_What is needed_
Show every line of the records below that contains the word "metal", matching case.

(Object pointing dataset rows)
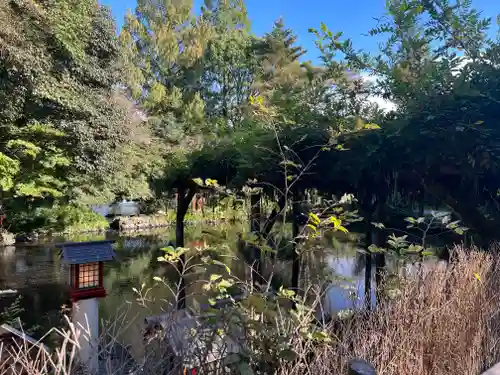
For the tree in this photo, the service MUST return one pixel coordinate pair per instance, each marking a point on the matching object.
(440, 69)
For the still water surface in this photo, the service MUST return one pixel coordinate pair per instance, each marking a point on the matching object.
(37, 273)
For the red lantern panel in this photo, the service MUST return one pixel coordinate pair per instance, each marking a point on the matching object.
(88, 275)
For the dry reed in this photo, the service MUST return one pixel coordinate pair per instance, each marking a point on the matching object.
(443, 321)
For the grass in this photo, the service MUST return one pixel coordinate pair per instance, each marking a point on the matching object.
(443, 320)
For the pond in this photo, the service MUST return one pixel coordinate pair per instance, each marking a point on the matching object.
(36, 272)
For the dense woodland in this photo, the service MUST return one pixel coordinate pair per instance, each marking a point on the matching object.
(89, 115)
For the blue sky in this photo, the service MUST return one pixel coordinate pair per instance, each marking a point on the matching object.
(353, 17)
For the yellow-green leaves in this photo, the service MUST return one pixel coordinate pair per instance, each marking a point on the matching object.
(371, 126)
(209, 182)
(9, 168)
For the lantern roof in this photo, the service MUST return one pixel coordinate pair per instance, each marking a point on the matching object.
(87, 252)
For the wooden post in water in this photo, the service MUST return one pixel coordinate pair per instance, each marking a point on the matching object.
(184, 197)
(361, 367)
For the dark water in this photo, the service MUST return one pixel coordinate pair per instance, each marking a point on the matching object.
(37, 273)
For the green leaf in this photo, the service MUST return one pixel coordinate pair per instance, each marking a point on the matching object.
(214, 277)
(219, 263)
(371, 126)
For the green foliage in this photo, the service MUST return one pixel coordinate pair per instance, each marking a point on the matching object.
(59, 219)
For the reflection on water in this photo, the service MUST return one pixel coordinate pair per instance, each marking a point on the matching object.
(37, 273)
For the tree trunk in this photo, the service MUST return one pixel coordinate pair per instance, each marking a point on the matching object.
(295, 234)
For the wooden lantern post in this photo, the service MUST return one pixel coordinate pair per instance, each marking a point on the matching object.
(86, 268)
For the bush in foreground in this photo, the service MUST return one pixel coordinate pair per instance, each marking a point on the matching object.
(443, 320)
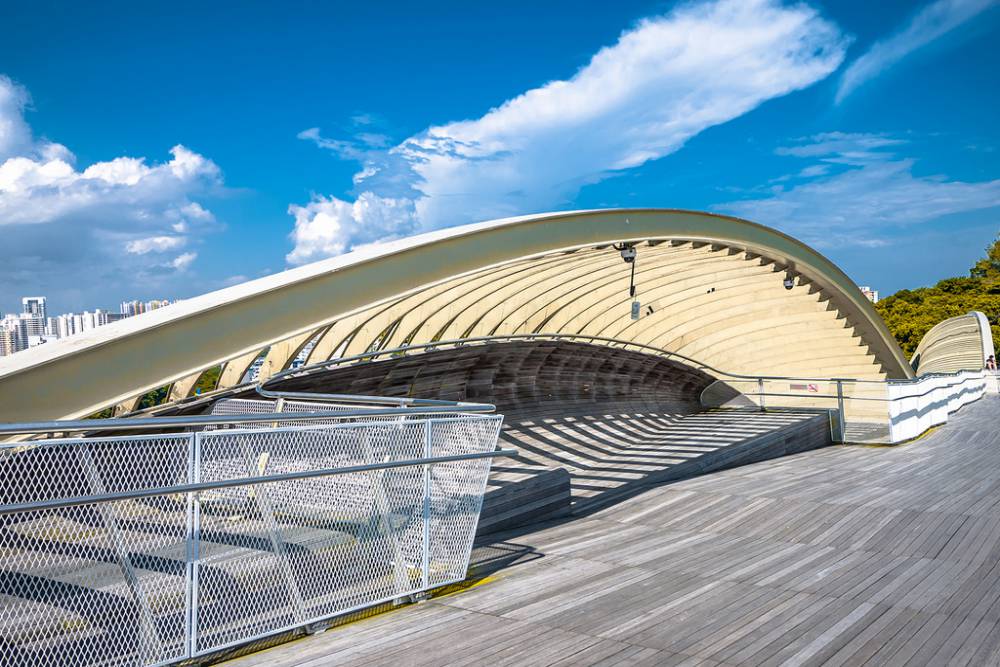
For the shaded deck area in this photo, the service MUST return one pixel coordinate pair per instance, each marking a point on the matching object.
(838, 556)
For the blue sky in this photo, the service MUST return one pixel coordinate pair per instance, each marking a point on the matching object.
(150, 151)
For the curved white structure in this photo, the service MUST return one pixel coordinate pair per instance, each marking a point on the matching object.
(710, 287)
(962, 343)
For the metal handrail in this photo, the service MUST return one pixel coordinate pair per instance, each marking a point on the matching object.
(404, 401)
(146, 423)
(460, 342)
(60, 503)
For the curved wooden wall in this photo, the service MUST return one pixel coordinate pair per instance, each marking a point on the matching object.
(710, 288)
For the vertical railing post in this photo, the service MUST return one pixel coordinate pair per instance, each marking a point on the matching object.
(193, 555)
(428, 452)
(841, 421)
(150, 642)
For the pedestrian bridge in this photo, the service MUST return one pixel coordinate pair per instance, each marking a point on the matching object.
(274, 457)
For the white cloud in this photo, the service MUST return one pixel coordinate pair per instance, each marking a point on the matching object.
(71, 230)
(154, 244)
(661, 83)
(325, 226)
(182, 262)
(933, 21)
(871, 193)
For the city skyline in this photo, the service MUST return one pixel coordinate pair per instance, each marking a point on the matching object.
(866, 131)
(33, 325)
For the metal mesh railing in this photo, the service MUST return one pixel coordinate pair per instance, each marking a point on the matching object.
(146, 550)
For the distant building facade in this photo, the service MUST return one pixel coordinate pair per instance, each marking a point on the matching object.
(870, 294)
(33, 326)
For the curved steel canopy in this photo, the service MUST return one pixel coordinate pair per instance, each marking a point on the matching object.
(710, 288)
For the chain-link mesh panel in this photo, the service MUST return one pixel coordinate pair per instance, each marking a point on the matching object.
(303, 550)
(95, 583)
(156, 579)
(456, 494)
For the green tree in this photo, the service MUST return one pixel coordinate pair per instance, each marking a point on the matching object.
(910, 314)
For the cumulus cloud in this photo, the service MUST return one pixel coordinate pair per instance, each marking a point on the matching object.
(72, 230)
(870, 191)
(932, 22)
(664, 81)
(182, 262)
(154, 244)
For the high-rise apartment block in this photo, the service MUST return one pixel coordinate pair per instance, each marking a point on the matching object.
(32, 326)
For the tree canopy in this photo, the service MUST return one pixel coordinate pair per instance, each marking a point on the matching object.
(910, 314)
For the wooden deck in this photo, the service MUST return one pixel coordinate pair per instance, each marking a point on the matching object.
(839, 556)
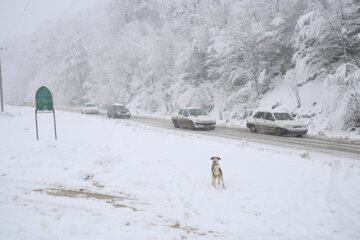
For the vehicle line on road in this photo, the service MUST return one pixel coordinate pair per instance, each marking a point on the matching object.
(338, 148)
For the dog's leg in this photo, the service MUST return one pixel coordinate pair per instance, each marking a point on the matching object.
(213, 181)
(222, 180)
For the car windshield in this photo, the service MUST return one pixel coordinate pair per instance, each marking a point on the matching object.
(121, 108)
(197, 112)
(283, 116)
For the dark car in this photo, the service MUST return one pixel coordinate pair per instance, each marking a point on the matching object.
(118, 110)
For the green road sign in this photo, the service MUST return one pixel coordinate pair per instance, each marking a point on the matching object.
(43, 99)
(44, 104)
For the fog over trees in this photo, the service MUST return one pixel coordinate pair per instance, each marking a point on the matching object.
(222, 55)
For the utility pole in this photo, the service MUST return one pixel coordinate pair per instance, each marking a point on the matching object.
(1, 89)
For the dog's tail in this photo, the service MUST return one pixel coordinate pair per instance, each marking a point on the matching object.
(217, 170)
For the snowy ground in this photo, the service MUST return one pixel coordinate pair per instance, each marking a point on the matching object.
(111, 179)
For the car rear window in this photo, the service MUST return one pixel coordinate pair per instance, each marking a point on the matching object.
(269, 116)
(259, 115)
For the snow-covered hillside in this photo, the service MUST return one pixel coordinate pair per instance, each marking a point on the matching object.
(228, 57)
(122, 180)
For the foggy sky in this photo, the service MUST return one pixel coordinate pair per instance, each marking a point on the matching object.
(24, 16)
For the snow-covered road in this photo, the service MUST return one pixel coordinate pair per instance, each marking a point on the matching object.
(119, 179)
(339, 147)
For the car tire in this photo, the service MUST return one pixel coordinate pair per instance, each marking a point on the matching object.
(278, 132)
(253, 129)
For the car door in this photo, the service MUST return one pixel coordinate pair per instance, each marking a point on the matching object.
(186, 121)
(269, 122)
(179, 117)
(259, 121)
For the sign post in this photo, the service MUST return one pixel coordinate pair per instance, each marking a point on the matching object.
(44, 104)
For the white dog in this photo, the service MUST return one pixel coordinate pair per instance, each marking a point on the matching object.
(216, 171)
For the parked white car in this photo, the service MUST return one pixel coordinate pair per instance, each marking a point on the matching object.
(89, 108)
(193, 118)
(279, 123)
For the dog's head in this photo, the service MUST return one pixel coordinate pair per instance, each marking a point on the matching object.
(215, 159)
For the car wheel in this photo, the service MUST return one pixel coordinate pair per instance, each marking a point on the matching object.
(278, 132)
(253, 128)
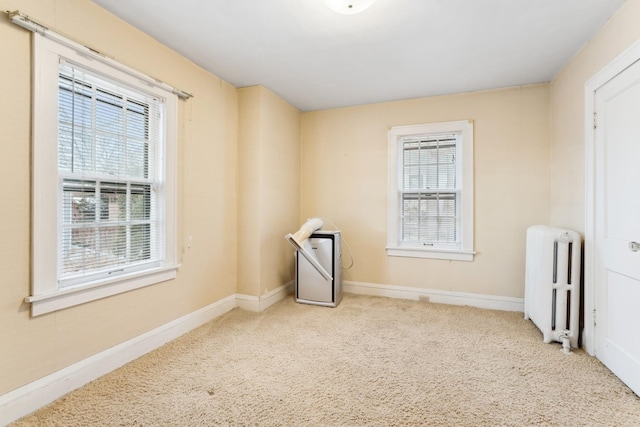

_Solved problem_
For the metal handrail in this photo, the service MUST return one pixel coordinate pair per instance, each marking a point on the matching object.
For the metal mesh railing in this photo, the service MUST return one pixel coordinate pair per instance, each marking a point on the matching object.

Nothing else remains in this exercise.